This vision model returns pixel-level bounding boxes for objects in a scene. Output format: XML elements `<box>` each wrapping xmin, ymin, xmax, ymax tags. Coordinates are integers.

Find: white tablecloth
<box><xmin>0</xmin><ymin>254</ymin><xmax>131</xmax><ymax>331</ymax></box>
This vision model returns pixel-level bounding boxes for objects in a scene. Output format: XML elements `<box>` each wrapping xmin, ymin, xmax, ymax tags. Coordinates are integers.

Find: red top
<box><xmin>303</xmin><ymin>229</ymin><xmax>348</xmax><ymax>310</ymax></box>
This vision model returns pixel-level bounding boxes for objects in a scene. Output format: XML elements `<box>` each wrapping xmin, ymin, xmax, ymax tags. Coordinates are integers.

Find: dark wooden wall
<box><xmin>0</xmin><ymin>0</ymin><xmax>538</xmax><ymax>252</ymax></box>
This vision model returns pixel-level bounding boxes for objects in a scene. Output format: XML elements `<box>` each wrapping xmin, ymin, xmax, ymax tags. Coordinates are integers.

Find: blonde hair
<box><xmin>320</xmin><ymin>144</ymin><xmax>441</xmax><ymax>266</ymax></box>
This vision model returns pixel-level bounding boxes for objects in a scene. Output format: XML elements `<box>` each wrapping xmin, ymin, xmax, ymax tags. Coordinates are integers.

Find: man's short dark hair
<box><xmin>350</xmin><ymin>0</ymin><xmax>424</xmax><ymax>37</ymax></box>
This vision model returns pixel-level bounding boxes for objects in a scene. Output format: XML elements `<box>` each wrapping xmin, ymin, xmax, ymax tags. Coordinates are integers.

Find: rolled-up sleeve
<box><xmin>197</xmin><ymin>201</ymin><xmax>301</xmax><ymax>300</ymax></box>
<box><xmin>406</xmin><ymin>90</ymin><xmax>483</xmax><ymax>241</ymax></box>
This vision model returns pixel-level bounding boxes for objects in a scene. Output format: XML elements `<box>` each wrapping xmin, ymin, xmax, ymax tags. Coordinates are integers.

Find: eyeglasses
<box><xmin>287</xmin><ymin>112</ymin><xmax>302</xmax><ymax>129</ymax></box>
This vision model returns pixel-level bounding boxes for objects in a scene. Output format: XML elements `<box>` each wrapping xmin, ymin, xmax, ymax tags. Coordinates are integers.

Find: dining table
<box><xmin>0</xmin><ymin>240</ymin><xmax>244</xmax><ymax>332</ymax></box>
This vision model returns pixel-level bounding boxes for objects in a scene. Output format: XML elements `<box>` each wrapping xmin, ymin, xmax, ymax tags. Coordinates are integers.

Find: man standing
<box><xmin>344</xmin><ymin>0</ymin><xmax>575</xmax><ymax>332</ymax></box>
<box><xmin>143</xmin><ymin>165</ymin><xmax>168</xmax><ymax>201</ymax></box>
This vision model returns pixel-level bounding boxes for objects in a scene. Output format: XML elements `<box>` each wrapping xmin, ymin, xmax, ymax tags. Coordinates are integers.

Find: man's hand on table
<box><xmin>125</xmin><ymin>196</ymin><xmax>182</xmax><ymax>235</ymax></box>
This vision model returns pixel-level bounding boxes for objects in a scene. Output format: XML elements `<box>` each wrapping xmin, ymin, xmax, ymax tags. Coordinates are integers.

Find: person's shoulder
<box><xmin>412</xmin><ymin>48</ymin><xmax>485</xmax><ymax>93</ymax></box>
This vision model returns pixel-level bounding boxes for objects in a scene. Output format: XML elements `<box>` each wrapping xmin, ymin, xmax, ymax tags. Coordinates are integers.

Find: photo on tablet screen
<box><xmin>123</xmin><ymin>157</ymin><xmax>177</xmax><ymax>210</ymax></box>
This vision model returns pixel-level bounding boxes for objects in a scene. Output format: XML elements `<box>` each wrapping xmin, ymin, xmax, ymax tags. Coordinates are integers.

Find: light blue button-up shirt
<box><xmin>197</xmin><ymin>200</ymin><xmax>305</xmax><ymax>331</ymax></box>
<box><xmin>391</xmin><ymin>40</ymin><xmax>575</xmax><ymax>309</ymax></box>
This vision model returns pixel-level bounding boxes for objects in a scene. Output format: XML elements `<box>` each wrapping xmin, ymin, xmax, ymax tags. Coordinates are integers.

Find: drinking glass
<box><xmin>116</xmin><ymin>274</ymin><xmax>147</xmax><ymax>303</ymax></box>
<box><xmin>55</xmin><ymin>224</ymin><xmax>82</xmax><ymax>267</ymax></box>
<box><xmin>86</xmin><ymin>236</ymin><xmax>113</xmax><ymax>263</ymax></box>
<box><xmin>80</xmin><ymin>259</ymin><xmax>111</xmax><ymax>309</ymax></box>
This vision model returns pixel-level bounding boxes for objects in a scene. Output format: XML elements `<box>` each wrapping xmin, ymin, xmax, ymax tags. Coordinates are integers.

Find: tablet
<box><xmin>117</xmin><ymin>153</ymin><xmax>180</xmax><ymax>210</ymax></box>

• • • • • • •

Pull out every line above that contains the string "tablet". Treat the match as case-sensitive.

**FINAL RESULT:**
Find: photo on tablet screen
Find: tablet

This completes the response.